Seitenauszug:

Die Quellen der Weinhändler

Traben-Trarbach · August Wehr erschloss zu Beginn des 20. Jahrhunderts die Bad Wildsteiner Thermalquelle für die Produktion eines Mineralwassers. Dann stiegen zwei weitere Weingroßhändler der Jugendstilstadt Traben-Trarbach in das regionale Mineralwassergeschäft ein. Zur Herstellung des sogenannten Moselsprudels diente einst ein Säuerling im Belltal bei Kobern an der Untermosel.

Traben-Trarbach. Zu Beginn des 20. Jahrhunderts erlangte die Stadt Traben-Trarbach eine große Bedeutung als zweitwichtigste Weinhandelsmetropole Europas nach Bordeaux. Während das Geschäft mit dem kostbaren Rebensaft von der Mosel boomte, vermarkteten zwei Weingroßhändler der Jugendstilstadt neben Wein auch mineralhaltiges Wasser aus der Moselregion. Dabei handelte es sich zum einen um ein mittlerweile wieder erhältliches Mineralwasser aus Bad Wildstein und zum anderen um den einstigen Bellthal Moselsprudel.
Stadt geschichte(n)


Um das Jahr 1903 startete das ehemalige Weinhandelshaus August Wehr erstmals die Produktion von Mineralwasser aus dem Quellwasser der Bad Wildsteiner Thermalquelle. Dieses Wasser wurde mit Kohlensäure versetzt und als Mineral- oder Tafelwasser unter dem Namen Trarbacher Felsenquelle (siehe Extra) vermarktet.
Am 2. Juli 1906 gründeten die Weingroßhändler Julius Kayser und Oscar Haussmann zusammen mit dem Wiesbadener Sektfabrikanten Franz Kupferberg eine neue Mineralbrunnen-Aktien-Gesellschaft in Traben-Trarbach. Bei der Bellthal Moselsprudel AG handelte es sich um eine Aktien-Gesellschaft, die zur Produktion des sogenannten Moselsprudels ein mineralstoffreiches Quellwasser aus dem Belltal bei Kobern an der Untermosel nutzte. Die Bellthal-Quelle war ein Sauerbrunnen (Säuerling), der eisenhaltiges Mineralwasser mit natürlicher Kohlensäure bereitstellte. Bereits um das Jahr 1870 wurde das bei der einheimischen Bevölkerung lange Zeit als Haustrunk bekannte Quellwasser von dem Koblenzer Kaufmann D. Fleischl gewerblich genutzt. Am 17. Dezember 1877 verkaufte Fleischl die Bellthal-Quelle an eine englische Firma, die ein neues Unternehmen mit dem Namen The Bellthal Brunnen Company in London gründete.

Verfügbare Daten:
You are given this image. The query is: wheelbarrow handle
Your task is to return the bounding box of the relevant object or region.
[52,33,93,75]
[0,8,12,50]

Deine Aufgabe: Gib aus dem Text über die Mineralquellen der Traben-Trarbacher Weinhändler den Abschnitt wortgetreu wieder, der mit den Worten „Traben-Trarbach. Zu Beginn“ anfängt und mit „einstigen Bellthal Moselsprudel.“ schließt.

Endgültige Antwort:
Traben-Trarbach. Zu Beginn des 20. Jahrhunderts erlangte die Stadt Traben-Trarbach eine große Bedeutung als zweitwichtigste Weinhandelsmetropole Europas nach Bordeaux. Während das Geschäft mit dem kostbaren Rebensaft von der Mosel boomte, vermarkteten zwei Weingroßhändler der Jugendstilstadt neben Wein auch mineralhaltiges Wasser aus der Moselregion. Dabei handelte es sich zum einen um ein mittlerweile wieder erhältliches Mineralwasser aus Bad Wildstein und zum anderen um den einstigen Bellthal Moselsprudel.